As the data requirements of scientific distributed applications increase, the access to remote data becomes the main performance bottleneck for these applications. Traditional distributed computing systems closely couple data placement and computation, and consider data placement as a side effect of computation. Data placement is either embedded in the computation and causes the computation to delay, or performed as simple scripts which do not have the privileges of a job. The insufficiency of the traditional systems and existing CPU-oriented schedulers in dealing with the complex data handling problem has yielded a new emerging era: the data-aware schedulers. This chapter discusses the challenges in this area as well as future trends, with a focus on Stork case study.

Stored data entries
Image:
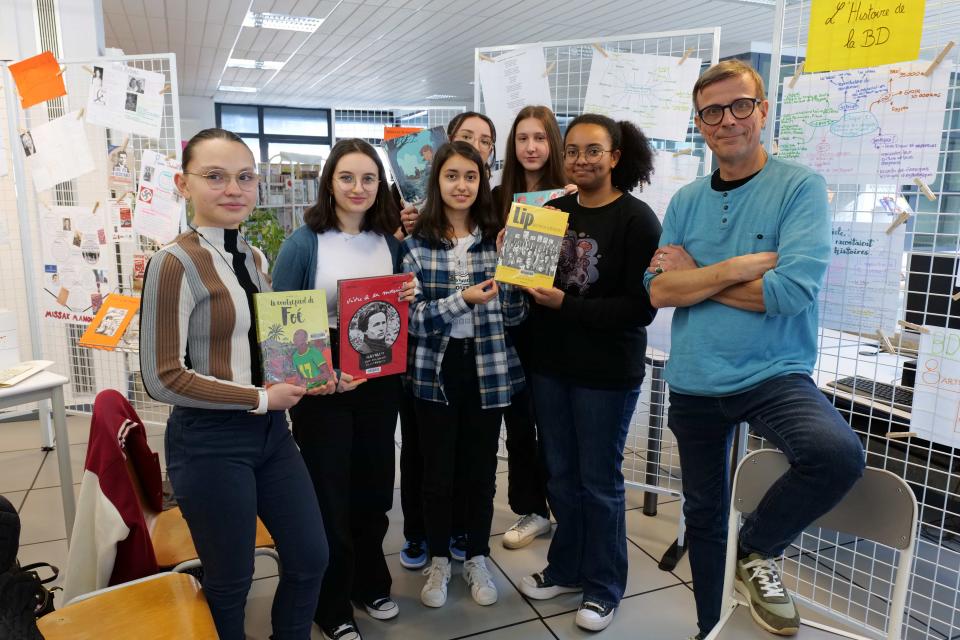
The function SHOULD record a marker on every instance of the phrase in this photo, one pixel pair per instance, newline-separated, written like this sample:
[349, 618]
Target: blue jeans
[825, 455]
[583, 433]
[228, 467]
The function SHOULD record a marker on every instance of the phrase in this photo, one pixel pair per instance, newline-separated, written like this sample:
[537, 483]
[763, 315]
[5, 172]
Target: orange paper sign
[38, 79]
[389, 133]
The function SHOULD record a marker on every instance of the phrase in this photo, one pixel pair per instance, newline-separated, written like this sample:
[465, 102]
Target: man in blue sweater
[742, 257]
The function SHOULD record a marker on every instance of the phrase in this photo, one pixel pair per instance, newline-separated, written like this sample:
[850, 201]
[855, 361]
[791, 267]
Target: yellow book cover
[294, 336]
[108, 326]
[531, 245]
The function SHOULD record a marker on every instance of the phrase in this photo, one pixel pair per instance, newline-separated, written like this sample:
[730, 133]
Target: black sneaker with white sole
[346, 631]
[594, 616]
[539, 587]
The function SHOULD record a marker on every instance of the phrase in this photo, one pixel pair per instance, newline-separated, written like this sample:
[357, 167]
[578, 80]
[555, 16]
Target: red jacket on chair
[110, 542]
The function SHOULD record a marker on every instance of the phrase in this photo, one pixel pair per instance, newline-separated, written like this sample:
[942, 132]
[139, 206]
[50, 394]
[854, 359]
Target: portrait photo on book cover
[373, 329]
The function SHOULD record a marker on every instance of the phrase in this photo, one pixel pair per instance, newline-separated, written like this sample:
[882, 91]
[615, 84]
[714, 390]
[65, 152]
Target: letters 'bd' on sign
[850, 34]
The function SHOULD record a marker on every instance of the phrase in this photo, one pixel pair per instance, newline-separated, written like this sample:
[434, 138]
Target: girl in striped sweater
[230, 455]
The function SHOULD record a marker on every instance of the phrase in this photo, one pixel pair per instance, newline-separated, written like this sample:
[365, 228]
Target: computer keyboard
[868, 388]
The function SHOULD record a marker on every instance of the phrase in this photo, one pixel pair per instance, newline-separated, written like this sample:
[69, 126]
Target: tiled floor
[658, 605]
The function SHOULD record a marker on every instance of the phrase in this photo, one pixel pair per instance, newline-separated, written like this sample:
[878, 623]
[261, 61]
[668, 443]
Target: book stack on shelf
[288, 190]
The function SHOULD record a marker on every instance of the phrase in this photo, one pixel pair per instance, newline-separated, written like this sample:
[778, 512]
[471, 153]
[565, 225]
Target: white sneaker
[525, 530]
[434, 592]
[477, 575]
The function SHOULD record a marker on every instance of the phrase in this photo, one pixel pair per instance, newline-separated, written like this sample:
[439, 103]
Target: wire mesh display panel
[871, 372]
[89, 370]
[650, 458]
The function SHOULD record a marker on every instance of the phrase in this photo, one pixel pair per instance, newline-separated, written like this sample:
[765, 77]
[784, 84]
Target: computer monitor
[931, 284]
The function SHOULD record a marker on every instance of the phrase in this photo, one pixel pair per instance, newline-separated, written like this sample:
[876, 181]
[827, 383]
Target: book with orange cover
[108, 326]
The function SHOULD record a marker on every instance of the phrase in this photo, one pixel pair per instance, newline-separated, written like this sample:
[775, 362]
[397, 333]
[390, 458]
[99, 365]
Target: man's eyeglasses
[591, 155]
[218, 180]
[367, 182]
[741, 108]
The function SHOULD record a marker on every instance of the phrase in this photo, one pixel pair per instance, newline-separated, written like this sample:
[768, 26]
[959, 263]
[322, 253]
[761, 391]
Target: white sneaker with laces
[434, 592]
[477, 575]
[525, 530]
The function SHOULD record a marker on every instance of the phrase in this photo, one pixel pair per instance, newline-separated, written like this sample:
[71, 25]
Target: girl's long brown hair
[432, 224]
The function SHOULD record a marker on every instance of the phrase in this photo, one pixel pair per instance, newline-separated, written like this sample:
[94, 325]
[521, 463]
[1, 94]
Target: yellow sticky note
[849, 34]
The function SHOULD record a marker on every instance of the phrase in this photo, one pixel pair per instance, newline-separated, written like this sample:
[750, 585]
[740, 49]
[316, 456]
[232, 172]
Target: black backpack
[23, 598]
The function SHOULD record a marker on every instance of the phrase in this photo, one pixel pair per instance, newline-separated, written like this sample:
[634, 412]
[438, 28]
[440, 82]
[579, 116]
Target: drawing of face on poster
[135, 84]
[374, 327]
[29, 148]
[120, 166]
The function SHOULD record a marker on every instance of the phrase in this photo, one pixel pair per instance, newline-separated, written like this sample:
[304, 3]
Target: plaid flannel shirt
[438, 303]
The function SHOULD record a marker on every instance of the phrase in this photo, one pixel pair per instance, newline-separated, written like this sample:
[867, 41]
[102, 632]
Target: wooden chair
[880, 507]
[172, 542]
[159, 607]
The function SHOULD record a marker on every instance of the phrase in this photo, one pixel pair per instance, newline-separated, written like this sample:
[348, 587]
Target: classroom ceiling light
[282, 21]
[244, 63]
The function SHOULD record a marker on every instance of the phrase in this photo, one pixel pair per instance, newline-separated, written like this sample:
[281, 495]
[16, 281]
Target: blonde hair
[725, 70]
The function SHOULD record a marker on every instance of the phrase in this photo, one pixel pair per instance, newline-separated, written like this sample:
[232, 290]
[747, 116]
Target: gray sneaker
[770, 604]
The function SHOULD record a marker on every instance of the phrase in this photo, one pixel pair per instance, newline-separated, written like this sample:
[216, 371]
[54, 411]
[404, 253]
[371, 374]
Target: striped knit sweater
[193, 304]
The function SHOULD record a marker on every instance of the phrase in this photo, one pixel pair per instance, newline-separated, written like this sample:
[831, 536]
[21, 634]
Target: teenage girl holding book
[346, 439]
[465, 370]
[587, 362]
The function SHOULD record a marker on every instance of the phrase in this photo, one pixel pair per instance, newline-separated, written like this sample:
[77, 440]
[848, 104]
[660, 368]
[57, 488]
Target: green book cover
[294, 336]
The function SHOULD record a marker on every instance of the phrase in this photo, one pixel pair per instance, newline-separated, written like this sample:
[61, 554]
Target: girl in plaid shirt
[464, 369]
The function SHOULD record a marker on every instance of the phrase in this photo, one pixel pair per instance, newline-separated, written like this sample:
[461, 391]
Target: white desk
[49, 386]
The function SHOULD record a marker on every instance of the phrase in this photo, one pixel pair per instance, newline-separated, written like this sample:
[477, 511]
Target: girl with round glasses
[229, 453]
[587, 350]
[346, 438]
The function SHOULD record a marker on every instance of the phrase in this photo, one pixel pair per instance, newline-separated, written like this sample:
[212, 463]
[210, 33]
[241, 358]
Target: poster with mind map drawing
[872, 125]
[653, 92]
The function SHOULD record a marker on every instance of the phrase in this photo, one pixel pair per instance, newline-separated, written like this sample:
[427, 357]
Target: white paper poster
[126, 99]
[861, 289]
[79, 264]
[57, 151]
[936, 394]
[871, 125]
[670, 172]
[651, 91]
[510, 83]
[159, 205]
[3, 154]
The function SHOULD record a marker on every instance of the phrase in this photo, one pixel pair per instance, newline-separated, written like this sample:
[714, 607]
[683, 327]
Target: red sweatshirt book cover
[373, 326]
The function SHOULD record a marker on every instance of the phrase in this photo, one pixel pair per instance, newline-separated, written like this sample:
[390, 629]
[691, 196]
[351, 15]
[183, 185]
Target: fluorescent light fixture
[243, 63]
[282, 21]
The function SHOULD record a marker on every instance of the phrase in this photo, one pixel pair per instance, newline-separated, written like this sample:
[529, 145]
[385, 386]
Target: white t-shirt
[341, 256]
[462, 325]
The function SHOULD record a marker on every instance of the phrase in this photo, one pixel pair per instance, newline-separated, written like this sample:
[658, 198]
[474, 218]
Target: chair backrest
[879, 507]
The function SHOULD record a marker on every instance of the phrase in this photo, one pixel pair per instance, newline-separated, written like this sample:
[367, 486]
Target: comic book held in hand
[531, 246]
[373, 326]
[108, 326]
[294, 336]
[538, 198]
[410, 158]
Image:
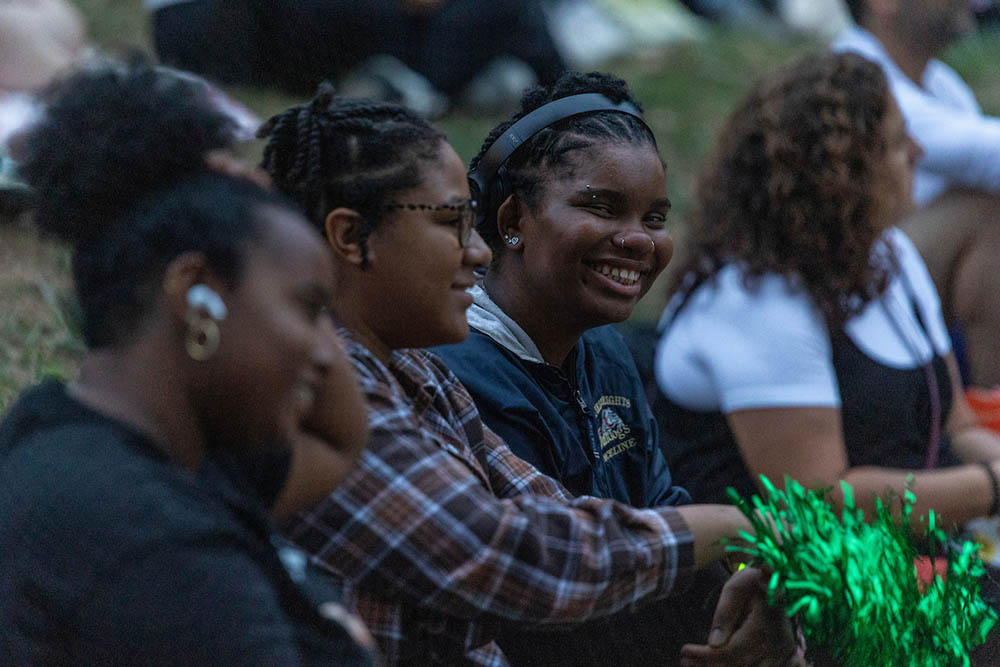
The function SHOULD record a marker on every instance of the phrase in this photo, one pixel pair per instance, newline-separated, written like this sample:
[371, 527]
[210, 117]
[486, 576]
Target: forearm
[415, 523]
[975, 444]
[709, 526]
[955, 494]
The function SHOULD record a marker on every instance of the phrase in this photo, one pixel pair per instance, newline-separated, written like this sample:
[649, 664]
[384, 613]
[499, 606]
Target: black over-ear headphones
[488, 183]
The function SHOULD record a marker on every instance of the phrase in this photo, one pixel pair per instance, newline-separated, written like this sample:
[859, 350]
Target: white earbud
[203, 296]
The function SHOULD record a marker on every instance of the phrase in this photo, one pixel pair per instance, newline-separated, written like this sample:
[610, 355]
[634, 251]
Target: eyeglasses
[466, 219]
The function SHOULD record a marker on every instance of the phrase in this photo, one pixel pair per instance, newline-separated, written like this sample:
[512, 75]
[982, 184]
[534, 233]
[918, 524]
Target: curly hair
[356, 153]
[118, 166]
[795, 187]
[529, 168]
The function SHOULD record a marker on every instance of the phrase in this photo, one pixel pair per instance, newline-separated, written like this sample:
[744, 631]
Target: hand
[746, 630]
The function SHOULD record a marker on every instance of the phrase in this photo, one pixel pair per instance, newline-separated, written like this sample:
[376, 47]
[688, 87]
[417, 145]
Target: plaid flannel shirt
[441, 533]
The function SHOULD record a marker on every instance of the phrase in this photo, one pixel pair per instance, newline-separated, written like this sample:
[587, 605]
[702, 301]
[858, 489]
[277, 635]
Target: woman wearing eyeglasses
[445, 536]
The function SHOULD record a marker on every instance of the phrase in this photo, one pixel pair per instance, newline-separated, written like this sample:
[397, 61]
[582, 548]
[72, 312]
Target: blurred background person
[957, 181]
[422, 53]
[806, 338]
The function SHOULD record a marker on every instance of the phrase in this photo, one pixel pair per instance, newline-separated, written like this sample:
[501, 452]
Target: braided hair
[355, 153]
[528, 167]
[118, 165]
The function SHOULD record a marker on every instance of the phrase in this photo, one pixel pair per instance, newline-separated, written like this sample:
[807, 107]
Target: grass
[687, 89]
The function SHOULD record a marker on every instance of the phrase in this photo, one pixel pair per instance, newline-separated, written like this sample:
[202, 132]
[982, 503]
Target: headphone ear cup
[499, 189]
[481, 202]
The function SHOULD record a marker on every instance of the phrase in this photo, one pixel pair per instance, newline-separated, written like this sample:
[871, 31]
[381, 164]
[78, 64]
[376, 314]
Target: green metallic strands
[853, 585]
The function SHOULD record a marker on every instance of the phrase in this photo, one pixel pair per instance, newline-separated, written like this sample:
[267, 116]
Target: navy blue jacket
[594, 432]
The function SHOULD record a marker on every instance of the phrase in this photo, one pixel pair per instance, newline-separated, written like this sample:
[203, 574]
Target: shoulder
[912, 266]
[606, 347]
[484, 365]
[944, 83]
[731, 306]
[736, 346]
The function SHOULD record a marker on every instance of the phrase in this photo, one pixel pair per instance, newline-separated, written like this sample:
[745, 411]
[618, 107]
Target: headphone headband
[490, 167]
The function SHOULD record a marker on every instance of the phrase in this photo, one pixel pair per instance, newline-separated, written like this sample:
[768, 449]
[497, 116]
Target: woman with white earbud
[135, 500]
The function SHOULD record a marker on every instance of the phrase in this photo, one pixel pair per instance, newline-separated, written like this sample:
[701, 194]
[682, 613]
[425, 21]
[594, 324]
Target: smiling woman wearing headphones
[446, 537]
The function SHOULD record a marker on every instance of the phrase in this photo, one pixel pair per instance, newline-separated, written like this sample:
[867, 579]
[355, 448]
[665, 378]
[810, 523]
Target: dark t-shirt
[112, 554]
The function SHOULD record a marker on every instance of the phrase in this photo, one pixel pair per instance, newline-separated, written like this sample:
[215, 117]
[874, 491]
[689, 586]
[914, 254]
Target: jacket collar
[487, 317]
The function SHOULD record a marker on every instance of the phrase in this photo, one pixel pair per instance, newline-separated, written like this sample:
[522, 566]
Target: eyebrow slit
[602, 193]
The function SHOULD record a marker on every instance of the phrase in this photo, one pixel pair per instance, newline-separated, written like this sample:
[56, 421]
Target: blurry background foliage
[687, 89]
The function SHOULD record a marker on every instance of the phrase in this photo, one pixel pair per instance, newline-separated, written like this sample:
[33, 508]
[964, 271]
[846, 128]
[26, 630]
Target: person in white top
[957, 181]
[806, 338]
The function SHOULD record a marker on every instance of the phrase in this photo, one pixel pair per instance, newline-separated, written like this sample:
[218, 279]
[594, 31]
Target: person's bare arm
[970, 441]
[807, 445]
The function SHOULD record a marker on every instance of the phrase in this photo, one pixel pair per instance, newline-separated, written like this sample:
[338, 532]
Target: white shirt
[961, 145]
[733, 348]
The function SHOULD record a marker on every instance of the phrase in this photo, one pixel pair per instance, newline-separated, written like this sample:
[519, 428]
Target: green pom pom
[853, 583]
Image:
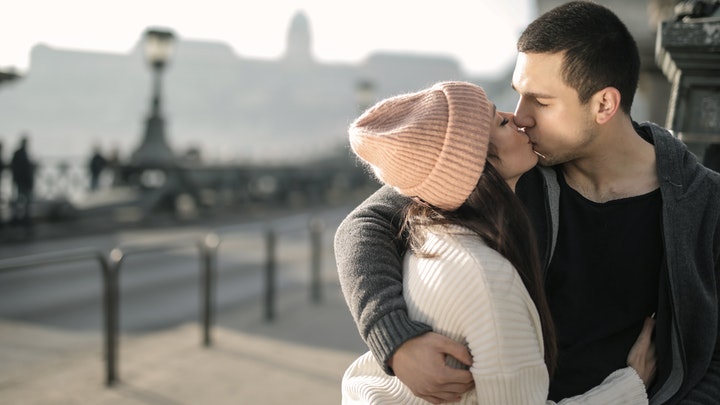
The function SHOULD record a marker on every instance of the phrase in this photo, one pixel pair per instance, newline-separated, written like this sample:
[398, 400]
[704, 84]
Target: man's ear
[606, 104]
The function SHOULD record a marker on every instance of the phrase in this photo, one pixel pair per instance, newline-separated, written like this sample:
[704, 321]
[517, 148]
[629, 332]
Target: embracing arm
[369, 264]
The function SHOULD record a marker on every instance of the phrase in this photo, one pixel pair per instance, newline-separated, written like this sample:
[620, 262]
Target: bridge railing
[208, 247]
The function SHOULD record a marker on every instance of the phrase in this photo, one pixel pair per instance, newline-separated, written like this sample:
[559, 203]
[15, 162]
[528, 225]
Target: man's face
[549, 110]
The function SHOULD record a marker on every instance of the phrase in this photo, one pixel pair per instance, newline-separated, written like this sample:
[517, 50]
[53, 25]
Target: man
[628, 225]
[23, 175]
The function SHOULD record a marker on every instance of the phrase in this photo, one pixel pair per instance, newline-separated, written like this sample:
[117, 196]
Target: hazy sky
[480, 34]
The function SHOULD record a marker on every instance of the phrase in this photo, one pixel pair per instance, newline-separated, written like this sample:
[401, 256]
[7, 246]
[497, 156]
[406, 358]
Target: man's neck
[622, 165]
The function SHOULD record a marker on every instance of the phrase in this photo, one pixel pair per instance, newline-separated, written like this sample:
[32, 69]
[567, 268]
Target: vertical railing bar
[316, 228]
[270, 270]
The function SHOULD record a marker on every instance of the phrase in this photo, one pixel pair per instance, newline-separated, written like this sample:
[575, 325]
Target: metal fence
[208, 246]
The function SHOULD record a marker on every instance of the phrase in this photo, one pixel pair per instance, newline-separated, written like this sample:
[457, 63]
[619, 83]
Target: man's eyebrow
[532, 93]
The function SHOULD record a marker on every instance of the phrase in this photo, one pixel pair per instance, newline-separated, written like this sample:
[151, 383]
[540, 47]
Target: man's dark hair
[599, 49]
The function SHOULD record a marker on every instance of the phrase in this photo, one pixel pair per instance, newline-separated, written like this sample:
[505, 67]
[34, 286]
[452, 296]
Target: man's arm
[368, 254]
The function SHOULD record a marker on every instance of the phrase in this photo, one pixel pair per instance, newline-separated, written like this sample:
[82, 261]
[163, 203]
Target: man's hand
[420, 364]
[642, 355]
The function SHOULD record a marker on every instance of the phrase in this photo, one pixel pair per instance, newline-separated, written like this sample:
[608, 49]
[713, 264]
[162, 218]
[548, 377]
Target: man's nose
[523, 114]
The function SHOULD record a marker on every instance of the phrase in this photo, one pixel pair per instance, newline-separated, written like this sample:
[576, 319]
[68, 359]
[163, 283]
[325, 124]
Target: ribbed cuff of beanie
[391, 331]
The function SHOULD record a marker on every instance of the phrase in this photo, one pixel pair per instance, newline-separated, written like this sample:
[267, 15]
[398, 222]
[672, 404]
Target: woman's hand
[642, 353]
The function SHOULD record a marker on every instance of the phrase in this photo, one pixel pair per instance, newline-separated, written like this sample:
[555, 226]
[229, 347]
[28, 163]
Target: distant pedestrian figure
[23, 175]
[96, 166]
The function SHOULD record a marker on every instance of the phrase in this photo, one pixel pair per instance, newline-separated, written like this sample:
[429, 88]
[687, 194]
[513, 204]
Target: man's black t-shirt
[602, 282]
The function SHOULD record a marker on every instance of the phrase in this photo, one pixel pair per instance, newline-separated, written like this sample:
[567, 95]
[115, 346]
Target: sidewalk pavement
[298, 358]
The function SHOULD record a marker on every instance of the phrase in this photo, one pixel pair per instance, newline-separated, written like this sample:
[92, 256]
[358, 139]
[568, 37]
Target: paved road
[161, 289]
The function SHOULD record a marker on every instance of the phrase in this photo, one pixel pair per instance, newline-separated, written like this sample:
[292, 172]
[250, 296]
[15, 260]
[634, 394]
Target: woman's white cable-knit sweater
[473, 295]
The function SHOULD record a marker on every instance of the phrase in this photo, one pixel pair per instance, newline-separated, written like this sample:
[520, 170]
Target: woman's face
[515, 154]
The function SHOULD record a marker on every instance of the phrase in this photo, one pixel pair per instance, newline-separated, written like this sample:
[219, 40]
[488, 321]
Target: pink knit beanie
[431, 144]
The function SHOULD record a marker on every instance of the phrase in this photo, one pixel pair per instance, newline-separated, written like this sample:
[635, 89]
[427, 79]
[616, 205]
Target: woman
[473, 272]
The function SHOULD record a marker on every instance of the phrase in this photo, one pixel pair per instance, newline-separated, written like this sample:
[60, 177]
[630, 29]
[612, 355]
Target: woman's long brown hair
[499, 218]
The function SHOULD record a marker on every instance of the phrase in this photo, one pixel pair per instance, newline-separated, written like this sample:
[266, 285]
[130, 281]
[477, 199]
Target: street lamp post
[154, 151]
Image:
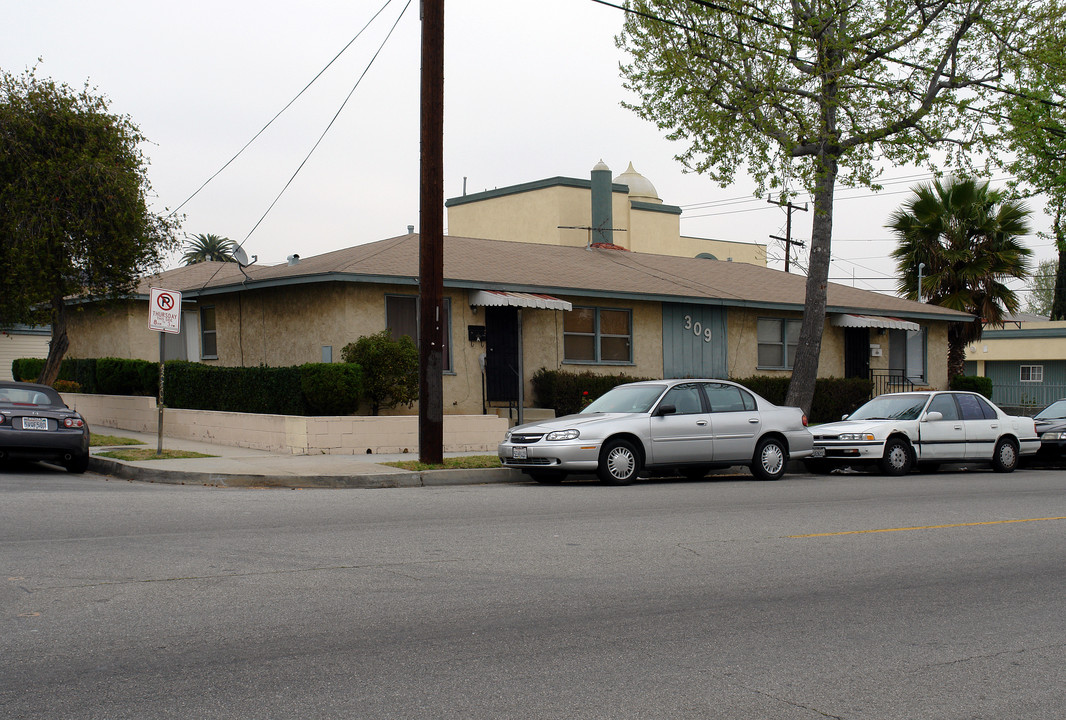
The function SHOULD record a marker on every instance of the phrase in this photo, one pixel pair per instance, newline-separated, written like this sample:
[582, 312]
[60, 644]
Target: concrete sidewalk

### EXPLORE THE MATERIAL
**a)** According to the passage on data-aware scheduling, what has become the main performance bottleneck for scientific distributed applications?
**b)** Edit the passage on data-aware scheduling by rewriting it from "As the data" up to and including "Stork case study.", with "bottleneck" replaced by "constraint".

### RESPONSES
**a)** Access to remote data.

**b)**
As the data requirements of scientific distributed applications increase, the access to remote data becomes the main performance constraint for these applications. Traditional distributed computing systems closely couple data placement and computation, and consider data placement as a side effect of computation. Data placement is either embedded in the computation and causes the computation to delay, or performed as simple scripts which do not have the privileges of a job. The insufficiency of the traditional systems and existing CPU-oriented schedulers in dealing with the complex data handling problem has yielded a new emerging era: the data-aware schedulers. This chapter discusses the challenges in this area as well as future trends, with a focus on Stork case study.